* [Record extracts]:
• • • • • • •

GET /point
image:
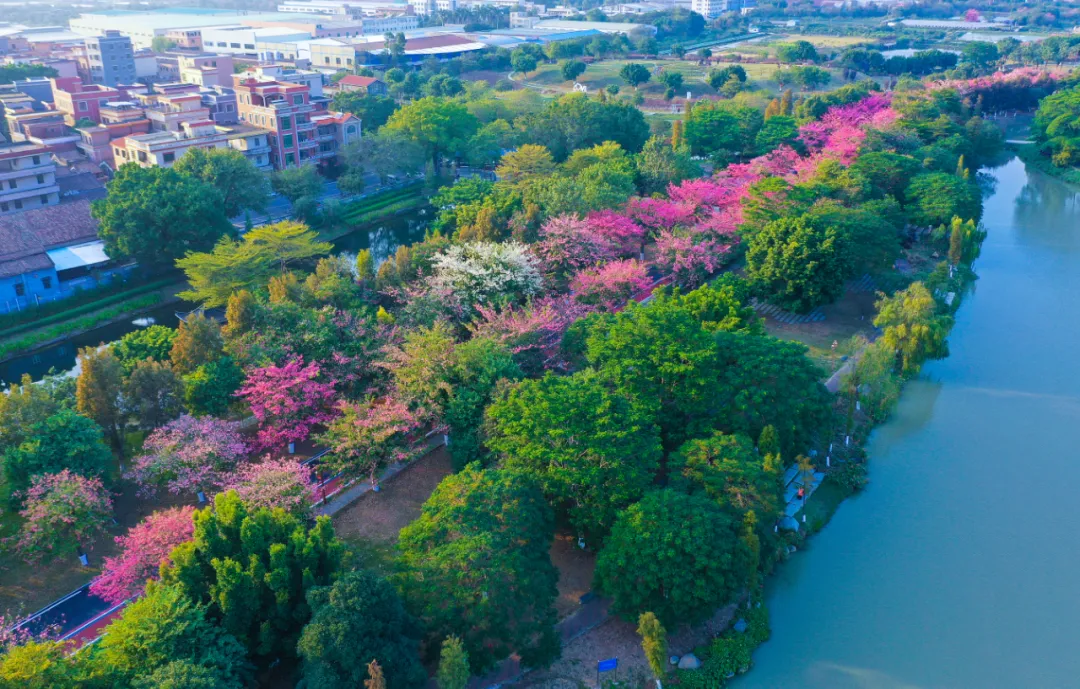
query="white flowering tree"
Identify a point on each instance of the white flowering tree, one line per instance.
(487, 273)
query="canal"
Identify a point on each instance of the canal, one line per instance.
(957, 566)
(382, 240)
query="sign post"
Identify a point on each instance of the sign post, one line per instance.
(606, 665)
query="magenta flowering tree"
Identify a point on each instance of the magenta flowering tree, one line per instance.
(368, 437)
(534, 332)
(288, 401)
(64, 512)
(567, 244)
(274, 483)
(659, 214)
(188, 455)
(142, 551)
(610, 285)
(691, 257)
(625, 237)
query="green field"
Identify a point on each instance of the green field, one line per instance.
(598, 76)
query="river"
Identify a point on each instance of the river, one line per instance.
(382, 240)
(957, 566)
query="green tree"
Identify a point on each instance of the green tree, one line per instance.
(152, 394)
(373, 110)
(913, 327)
(302, 181)
(453, 664)
(660, 164)
(653, 643)
(41, 664)
(63, 441)
(441, 126)
(571, 69)
(97, 390)
(163, 626)
(242, 185)
(253, 569)
(728, 470)
(156, 215)
(635, 75)
(250, 262)
(676, 555)
(211, 388)
(22, 406)
(935, 199)
(723, 305)
(353, 622)
(526, 161)
(663, 360)
(796, 265)
(152, 342)
(592, 450)
(475, 565)
(198, 341)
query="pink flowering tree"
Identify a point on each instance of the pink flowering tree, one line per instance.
(188, 456)
(567, 244)
(142, 551)
(618, 231)
(610, 285)
(534, 332)
(64, 513)
(274, 483)
(368, 437)
(288, 401)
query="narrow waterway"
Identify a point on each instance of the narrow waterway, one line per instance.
(382, 240)
(958, 566)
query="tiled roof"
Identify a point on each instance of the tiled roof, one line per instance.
(24, 237)
(352, 80)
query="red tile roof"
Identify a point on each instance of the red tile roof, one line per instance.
(25, 237)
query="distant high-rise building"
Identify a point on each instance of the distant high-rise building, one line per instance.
(110, 59)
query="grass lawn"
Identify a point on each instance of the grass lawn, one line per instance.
(823, 503)
(601, 75)
(852, 314)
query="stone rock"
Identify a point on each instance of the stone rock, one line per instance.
(689, 662)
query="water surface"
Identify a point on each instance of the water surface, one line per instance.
(958, 566)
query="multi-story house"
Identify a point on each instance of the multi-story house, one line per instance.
(369, 85)
(164, 148)
(285, 110)
(207, 69)
(27, 178)
(78, 100)
(110, 59)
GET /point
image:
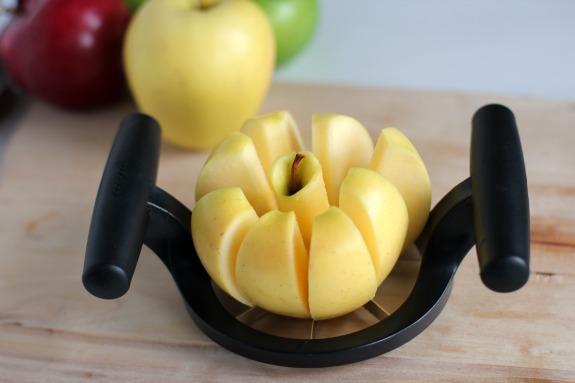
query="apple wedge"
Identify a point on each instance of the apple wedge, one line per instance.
(378, 210)
(340, 143)
(235, 162)
(396, 159)
(274, 135)
(272, 265)
(220, 221)
(341, 274)
(299, 186)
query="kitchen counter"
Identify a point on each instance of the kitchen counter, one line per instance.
(52, 330)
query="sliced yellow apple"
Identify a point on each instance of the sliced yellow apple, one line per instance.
(235, 162)
(274, 135)
(299, 187)
(220, 221)
(396, 159)
(341, 273)
(340, 143)
(272, 265)
(378, 210)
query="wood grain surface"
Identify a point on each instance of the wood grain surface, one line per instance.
(52, 330)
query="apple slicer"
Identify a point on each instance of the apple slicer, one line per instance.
(488, 210)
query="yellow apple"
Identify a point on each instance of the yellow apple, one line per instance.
(235, 162)
(274, 135)
(396, 159)
(299, 187)
(220, 222)
(285, 245)
(379, 211)
(201, 68)
(272, 265)
(340, 143)
(341, 274)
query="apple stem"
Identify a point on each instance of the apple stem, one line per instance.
(295, 185)
(207, 4)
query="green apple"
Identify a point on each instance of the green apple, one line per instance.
(294, 23)
(200, 67)
(133, 5)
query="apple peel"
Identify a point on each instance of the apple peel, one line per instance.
(284, 245)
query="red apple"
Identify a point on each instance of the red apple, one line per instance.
(67, 52)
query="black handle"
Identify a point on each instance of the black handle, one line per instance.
(500, 199)
(120, 213)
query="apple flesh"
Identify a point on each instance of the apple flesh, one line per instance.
(68, 53)
(331, 138)
(235, 162)
(219, 224)
(272, 265)
(396, 159)
(302, 255)
(300, 190)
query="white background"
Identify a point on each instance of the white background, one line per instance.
(519, 47)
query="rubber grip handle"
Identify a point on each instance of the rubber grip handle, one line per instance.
(500, 199)
(120, 212)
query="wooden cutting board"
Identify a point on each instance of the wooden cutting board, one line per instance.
(52, 330)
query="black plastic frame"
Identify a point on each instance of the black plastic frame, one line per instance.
(490, 209)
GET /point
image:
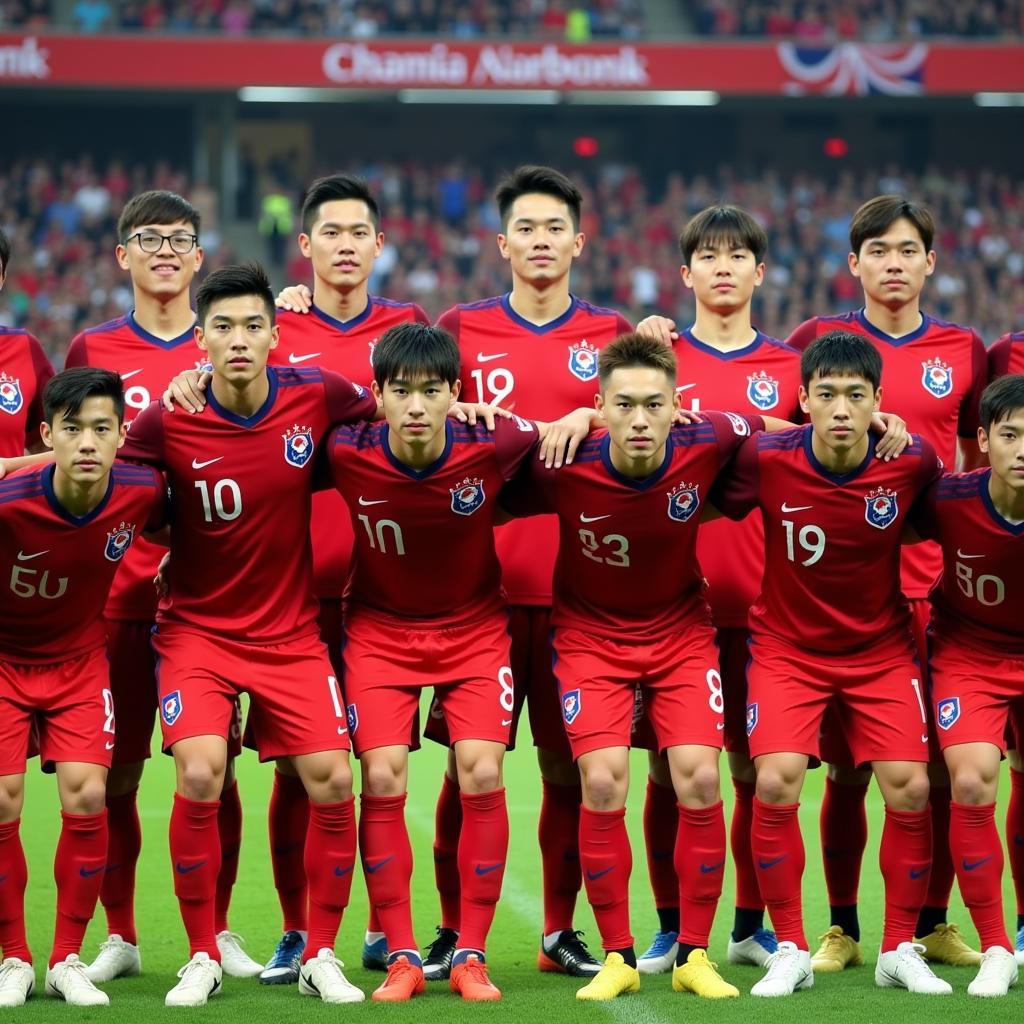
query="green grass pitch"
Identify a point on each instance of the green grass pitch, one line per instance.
(528, 995)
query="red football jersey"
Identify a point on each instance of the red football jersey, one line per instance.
(25, 371)
(425, 540)
(933, 378)
(540, 372)
(241, 493)
(1007, 355)
(627, 557)
(61, 565)
(763, 377)
(979, 601)
(832, 543)
(344, 347)
(146, 364)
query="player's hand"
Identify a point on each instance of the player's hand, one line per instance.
(187, 390)
(472, 413)
(296, 298)
(659, 328)
(564, 436)
(894, 435)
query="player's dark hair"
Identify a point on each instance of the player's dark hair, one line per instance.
(841, 353)
(879, 214)
(723, 225)
(542, 180)
(635, 350)
(67, 391)
(337, 186)
(158, 207)
(1000, 399)
(229, 283)
(409, 350)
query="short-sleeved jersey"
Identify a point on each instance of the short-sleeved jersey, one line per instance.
(344, 347)
(1007, 355)
(761, 378)
(58, 567)
(540, 372)
(832, 543)
(933, 378)
(627, 557)
(146, 364)
(424, 551)
(241, 498)
(25, 371)
(979, 601)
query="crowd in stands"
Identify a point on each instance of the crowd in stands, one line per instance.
(440, 227)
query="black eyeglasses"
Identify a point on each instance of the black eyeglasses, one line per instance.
(152, 242)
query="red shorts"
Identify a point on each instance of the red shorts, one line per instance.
(975, 695)
(387, 667)
(67, 705)
(678, 675)
(878, 699)
(295, 700)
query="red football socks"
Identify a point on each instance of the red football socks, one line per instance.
(778, 857)
(288, 819)
(607, 861)
(558, 835)
(330, 858)
(482, 850)
(978, 855)
(196, 863)
(118, 890)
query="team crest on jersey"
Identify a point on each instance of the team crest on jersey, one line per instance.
(937, 377)
(467, 496)
(11, 398)
(170, 707)
(881, 507)
(762, 390)
(119, 541)
(752, 718)
(570, 706)
(948, 712)
(583, 360)
(683, 502)
(298, 445)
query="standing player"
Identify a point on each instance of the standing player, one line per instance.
(977, 656)
(241, 472)
(830, 625)
(64, 530)
(935, 373)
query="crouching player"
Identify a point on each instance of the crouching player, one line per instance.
(422, 491)
(977, 656)
(65, 528)
(830, 625)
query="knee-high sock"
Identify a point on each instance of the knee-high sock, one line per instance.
(196, 863)
(607, 861)
(483, 847)
(779, 857)
(330, 858)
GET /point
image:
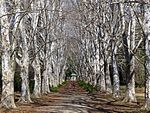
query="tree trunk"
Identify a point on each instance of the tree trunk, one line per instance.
(37, 78)
(24, 64)
(147, 58)
(116, 81)
(8, 64)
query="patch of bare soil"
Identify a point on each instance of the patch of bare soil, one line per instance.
(73, 99)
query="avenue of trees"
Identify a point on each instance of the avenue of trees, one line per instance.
(105, 42)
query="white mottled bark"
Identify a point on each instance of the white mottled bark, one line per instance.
(130, 91)
(8, 64)
(147, 52)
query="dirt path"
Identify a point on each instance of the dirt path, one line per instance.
(73, 99)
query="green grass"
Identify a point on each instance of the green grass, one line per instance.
(88, 87)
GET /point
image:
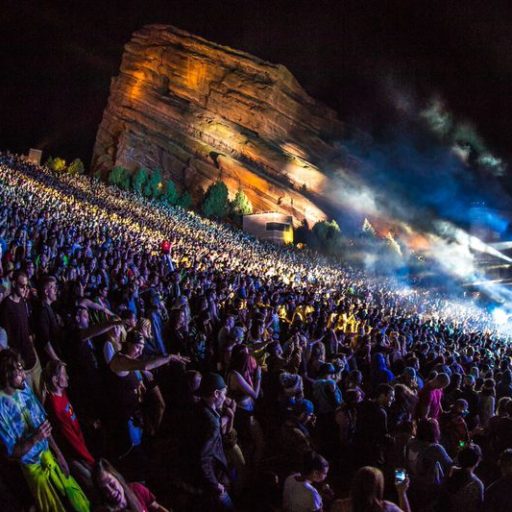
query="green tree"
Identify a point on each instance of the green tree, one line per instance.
(328, 236)
(139, 180)
(76, 167)
(120, 177)
(171, 196)
(155, 184)
(184, 201)
(216, 203)
(241, 204)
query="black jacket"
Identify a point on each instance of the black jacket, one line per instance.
(209, 459)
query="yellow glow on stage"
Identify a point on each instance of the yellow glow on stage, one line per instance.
(136, 89)
(195, 74)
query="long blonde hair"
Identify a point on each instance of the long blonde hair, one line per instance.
(103, 466)
(367, 490)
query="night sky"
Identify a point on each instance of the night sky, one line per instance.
(358, 57)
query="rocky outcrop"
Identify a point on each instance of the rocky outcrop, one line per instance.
(200, 111)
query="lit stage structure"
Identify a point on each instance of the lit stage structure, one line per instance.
(271, 226)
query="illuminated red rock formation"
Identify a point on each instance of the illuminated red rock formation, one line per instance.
(200, 111)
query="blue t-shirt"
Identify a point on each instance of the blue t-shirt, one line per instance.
(21, 414)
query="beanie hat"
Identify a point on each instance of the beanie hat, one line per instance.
(211, 382)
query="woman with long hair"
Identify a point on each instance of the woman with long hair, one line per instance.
(367, 491)
(244, 386)
(118, 496)
(463, 490)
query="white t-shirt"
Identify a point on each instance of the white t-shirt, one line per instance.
(300, 495)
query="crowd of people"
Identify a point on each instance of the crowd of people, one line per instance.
(144, 347)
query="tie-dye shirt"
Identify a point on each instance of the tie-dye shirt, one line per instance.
(21, 414)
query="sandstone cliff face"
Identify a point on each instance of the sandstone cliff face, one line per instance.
(200, 111)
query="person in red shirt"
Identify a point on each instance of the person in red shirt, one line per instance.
(429, 403)
(62, 415)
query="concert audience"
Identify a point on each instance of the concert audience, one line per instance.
(321, 372)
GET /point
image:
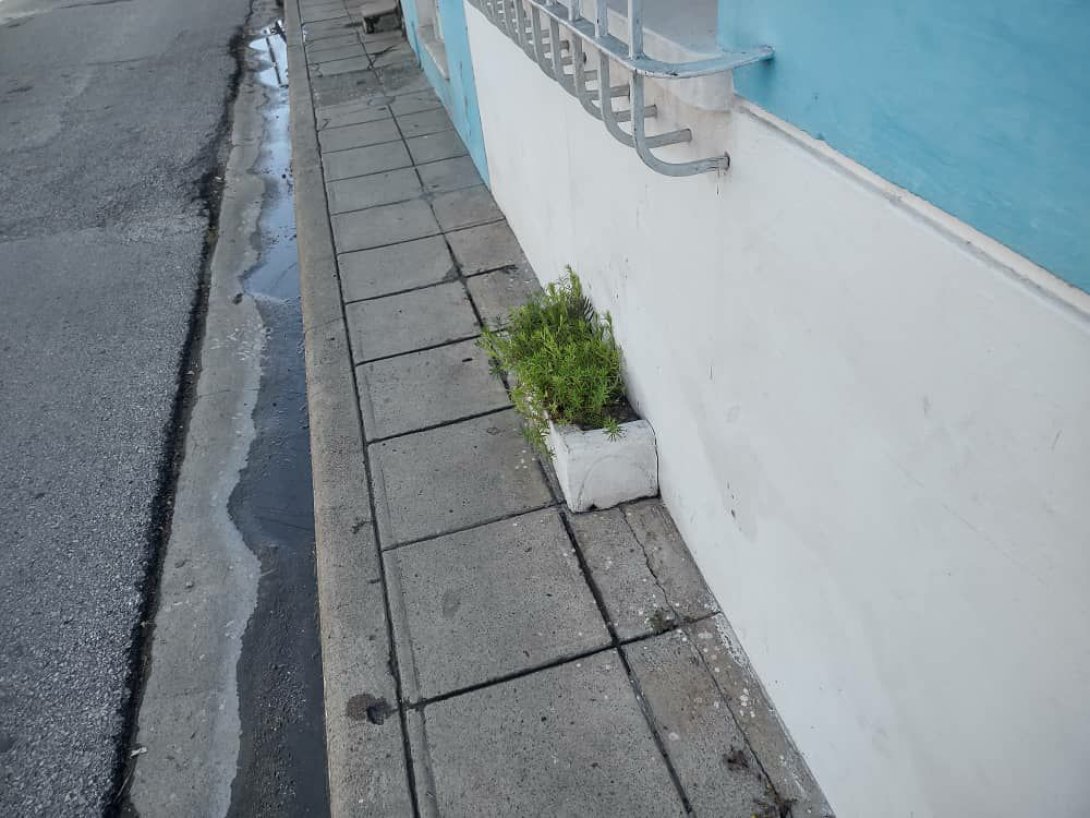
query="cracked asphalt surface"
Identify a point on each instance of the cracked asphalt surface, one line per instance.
(111, 113)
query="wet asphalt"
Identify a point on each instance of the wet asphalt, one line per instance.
(281, 760)
(112, 118)
(113, 124)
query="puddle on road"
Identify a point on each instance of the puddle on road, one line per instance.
(281, 760)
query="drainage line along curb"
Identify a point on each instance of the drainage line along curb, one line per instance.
(368, 769)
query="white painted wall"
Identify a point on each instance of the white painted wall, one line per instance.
(874, 434)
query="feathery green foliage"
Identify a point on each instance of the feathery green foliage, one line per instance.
(564, 361)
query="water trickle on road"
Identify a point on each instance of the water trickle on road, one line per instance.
(281, 759)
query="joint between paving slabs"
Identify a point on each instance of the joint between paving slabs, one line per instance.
(423, 701)
(646, 560)
(615, 642)
(392, 654)
(616, 645)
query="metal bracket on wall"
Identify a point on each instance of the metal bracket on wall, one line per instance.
(556, 36)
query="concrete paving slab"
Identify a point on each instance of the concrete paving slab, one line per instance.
(496, 293)
(384, 225)
(402, 79)
(411, 321)
(484, 248)
(361, 134)
(424, 122)
(318, 44)
(352, 86)
(331, 68)
(371, 191)
(722, 654)
(396, 267)
(420, 389)
(337, 23)
(642, 568)
(467, 207)
(337, 52)
(449, 175)
(392, 55)
(421, 100)
(364, 160)
(368, 110)
(434, 482)
(709, 753)
(489, 602)
(570, 741)
(384, 37)
(435, 146)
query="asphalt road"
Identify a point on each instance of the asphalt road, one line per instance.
(111, 118)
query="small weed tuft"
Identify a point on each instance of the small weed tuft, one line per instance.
(564, 361)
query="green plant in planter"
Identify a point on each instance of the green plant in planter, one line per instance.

• • • • • • •

* [What to do]: Find every line in the data above that contains the word "foliage", and copy each of those lines in full. Case counts.

* [Solution to this exercise]:
query="feathery green foliage"
Identify a point on each instance of the feathery green foliage, one line per instance.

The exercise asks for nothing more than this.